» What you are asked to do
Reproduce the lines below word for word, starting at the line that contains "of the blue" and ending at the final line of the records.

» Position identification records
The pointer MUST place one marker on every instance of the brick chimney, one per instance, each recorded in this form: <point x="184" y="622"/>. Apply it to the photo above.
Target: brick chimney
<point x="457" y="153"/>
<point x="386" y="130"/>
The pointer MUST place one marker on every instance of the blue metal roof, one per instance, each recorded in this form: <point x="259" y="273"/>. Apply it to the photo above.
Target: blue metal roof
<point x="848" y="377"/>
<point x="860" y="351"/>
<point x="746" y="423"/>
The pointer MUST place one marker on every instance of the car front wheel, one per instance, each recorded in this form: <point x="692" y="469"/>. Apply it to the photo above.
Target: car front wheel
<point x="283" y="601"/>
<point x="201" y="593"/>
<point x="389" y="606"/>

» Answer to this problem
The pointer MUST place one marker on every instance of the blue metal roof, one per instance, each recorded in this form: <point x="259" y="273"/>. Apply it to the photo above.
Target: blue metal roof
<point x="848" y="377"/>
<point x="860" y="351"/>
<point x="746" y="423"/>
The pointer MUST place one marker on every instance of the car front wheel, one per instance, each recorded in this form: <point x="692" y="469"/>. Apply it to the photo above.
Target: car front wheel
<point x="283" y="601"/>
<point x="201" y="593"/>
<point x="389" y="606"/>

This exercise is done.